Set problem -
Copy every one of the entries below verbatim, line by line.

====

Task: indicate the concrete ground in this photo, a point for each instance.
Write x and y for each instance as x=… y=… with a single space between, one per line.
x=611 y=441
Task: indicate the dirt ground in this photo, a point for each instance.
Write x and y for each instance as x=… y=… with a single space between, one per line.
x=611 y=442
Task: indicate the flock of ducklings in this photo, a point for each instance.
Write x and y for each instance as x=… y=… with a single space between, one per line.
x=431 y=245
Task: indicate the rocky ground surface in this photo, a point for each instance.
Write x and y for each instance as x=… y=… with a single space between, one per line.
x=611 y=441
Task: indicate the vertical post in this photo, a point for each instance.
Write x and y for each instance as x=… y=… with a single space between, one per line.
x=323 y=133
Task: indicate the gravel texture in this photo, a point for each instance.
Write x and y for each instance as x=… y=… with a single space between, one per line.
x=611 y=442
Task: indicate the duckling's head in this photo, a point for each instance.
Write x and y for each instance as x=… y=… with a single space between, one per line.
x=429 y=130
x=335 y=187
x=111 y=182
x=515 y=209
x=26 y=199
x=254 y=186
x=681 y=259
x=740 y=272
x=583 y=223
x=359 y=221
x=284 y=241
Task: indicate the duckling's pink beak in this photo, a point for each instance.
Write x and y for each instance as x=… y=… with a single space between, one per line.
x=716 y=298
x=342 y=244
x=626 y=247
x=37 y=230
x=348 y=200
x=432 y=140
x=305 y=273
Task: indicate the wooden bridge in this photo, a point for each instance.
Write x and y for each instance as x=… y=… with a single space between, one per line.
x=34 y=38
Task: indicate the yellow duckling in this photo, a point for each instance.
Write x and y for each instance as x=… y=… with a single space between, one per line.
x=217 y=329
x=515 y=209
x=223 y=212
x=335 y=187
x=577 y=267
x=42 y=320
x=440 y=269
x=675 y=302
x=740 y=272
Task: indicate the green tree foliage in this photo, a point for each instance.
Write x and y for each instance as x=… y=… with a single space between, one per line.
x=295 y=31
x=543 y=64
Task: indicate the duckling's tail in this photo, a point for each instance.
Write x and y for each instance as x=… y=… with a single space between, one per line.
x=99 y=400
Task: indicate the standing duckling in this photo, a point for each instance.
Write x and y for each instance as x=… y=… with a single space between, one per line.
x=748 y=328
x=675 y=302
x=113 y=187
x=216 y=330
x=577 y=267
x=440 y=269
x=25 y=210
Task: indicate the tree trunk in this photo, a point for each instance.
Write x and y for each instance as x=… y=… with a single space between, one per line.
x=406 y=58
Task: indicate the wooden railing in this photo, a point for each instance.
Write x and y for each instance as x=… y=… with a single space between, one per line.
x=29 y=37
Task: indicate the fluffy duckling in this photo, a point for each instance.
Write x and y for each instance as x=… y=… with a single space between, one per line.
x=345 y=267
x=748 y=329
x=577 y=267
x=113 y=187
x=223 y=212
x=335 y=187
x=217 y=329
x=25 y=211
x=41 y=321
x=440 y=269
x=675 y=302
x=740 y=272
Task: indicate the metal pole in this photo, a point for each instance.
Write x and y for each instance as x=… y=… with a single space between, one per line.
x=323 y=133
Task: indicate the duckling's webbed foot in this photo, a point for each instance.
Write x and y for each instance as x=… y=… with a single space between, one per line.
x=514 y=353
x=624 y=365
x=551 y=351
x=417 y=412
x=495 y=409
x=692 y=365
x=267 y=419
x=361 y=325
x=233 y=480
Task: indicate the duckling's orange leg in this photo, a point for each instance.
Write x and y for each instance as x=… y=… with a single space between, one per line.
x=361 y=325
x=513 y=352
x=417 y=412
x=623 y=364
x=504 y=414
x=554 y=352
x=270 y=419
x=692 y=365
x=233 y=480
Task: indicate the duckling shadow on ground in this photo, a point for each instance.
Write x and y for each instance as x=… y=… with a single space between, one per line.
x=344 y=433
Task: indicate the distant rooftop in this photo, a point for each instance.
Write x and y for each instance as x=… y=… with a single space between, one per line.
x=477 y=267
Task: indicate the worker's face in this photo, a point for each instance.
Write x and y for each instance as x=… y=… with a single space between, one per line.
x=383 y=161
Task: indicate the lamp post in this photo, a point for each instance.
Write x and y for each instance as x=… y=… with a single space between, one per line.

====

Written response -
Task: indicate the concrete ground in this photo, a point for each instance.
Write x and y for each instance as x=… y=… with a single space between, one per line.
x=611 y=441
Task: indicate the dirt ground in this photo, a point for each instance.
Write x and y for each instance as x=… y=… with a single space between, one per line.
x=611 y=442
Task: indicate the flock of ducklings in this photo, a point for each instance.
Write x and y for each instance as x=… y=… with a single space between, one per line.
x=431 y=245
Task: indicate the rocky ground surface in this photo, a point for each instance.
Write x and y for each instance as x=… y=… with a single space between, one per line.
x=611 y=441
Task: indicate the vertical post in this photo, a point for each instance.
Write x and y for each instance as x=… y=… with a single space between, one per line.
x=323 y=133
Task: indicate the gravel texture in this photo, a point for each instance.
Write x and y for each instance as x=… y=… with a single space between, one per line.
x=611 y=442
Task: indicate the duckling's head in this photo, a point for each instance.
Write x and y for each instance as x=… y=… with a single space between, one per line.
x=429 y=130
x=335 y=187
x=111 y=182
x=515 y=209
x=26 y=199
x=254 y=186
x=681 y=259
x=740 y=272
x=583 y=223
x=359 y=221
x=284 y=241
Task: indicate the duckling's pink beak in this photo, a point for each instance.
Write x and y for each instance as x=… y=… with a single space between, one per line.
x=716 y=298
x=342 y=244
x=626 y=247
x=37 y=230
x=348 y=200
x=432 y=140
x=305 y=273
Task: indicate the wooden bridge in this photo, a point for each instance.
Write x and y for each instance as x=… y=… with a single space between, one per line.
x=34 y=38
Task: indicate the yellow duckling in this photo, a point for each instance.
Write x and y for each instance as x=… y=… with a single space between, one per line.
x=217 y=329
x=515 y=209
x=223 y=212
x=335 y=187
x=577 y=267
x=42 y=320
x=440 y=269
x=675 y=302
x=740 y=272
Task: indicate the green tree foliage in this photo, a point for each instance.
Write x and y for each instance as x=… y=… with a single space between, one per line.
x=295 y=31
x=543 y=64
Task: indicate the duckling's tail in this photo, a point for each instance.
Write x and y for each instance as x=… y=… with a single space between, one per line.
x=99 y=400
Task: indicate the standing duckling in this photo, a point for each instance.
Write x and y for each instance as x=… y=… with a single space between, one per line.
x=748 y=328
x=675 y=302
x=113 y=187
x=216 y=330
x=577 y=267
x=440 y=269
x=25 y=210
Task: indicate the tree trunk in this photo, a point for each instance.
Write x and y for each instance as x=… y=… with a single space between, one per line.
x=406 y=58
Task: indicate the wooden railing in this photo, a point for each instance.
Write x and y for each instance as x=… y=… with a single space between, one per line.
x=29 y=37
Task: indicate the fluffy duckling in this photo, a point for each instance.
Write x and y for each instance as x=… y=… with a single space between, one per line.
x=345 y=267
x=748 y=329
x=577 y=267
x=113 y=187
x=223 y=212
x=335 y=187
x=217 y=329
x=25 y=211
x=41 y=321
x=440 y=269
x=675 y=302
x=740 y=272
Task: indicate the metal pole in this photo, a point for each instance.
Write x and y for each instance as x=… y=… with a single space between, one per line.
x=323 y=133
Task: indicate the duckling's webbed foot in this photo, a point for each instance.
Write x and y for each instance as x=… y=… with a single space between, one per line.
x=514 y=353
x=624 y=365
x=551 y=351
x=417 y=412
x=495 y=409
x=692 y=365
x=267 y=419
x=361 y=325
x=233 y=480
Task: indicate the duckling's orange leg in this photo, a point for each instance.
Write x and y for each instance as x=… y=… with a single space between, one per line.
x=361 y=325
x=513 y=352
x=417 y=412
x=623 y=364
x=504 y=414
x=554 y=352
x=270 y=419
x=692 y=365
x=233 y=480
Task: indicate the duckling shadow on ground in this photo, a point for each instance.
Write x and y for each instance as x=… y=… with a single space between, one per line.
x=344 y=433
Task: indicate the distant rooftop in this photo, a point for each instance.
Write x and y for each instance as x=… y=… with a single space between, one per line.
x=477 y=267
Task: indicate the worker's face in this photo, a point for each instance.
Write x and y for each instance as x=… y=… with a single space between, one per line.
x=383 y=161
Task: indicate the lamp post in this photo, a point for each instance.
Write x and y for each instance as x=… y=… with a single space between, one per line.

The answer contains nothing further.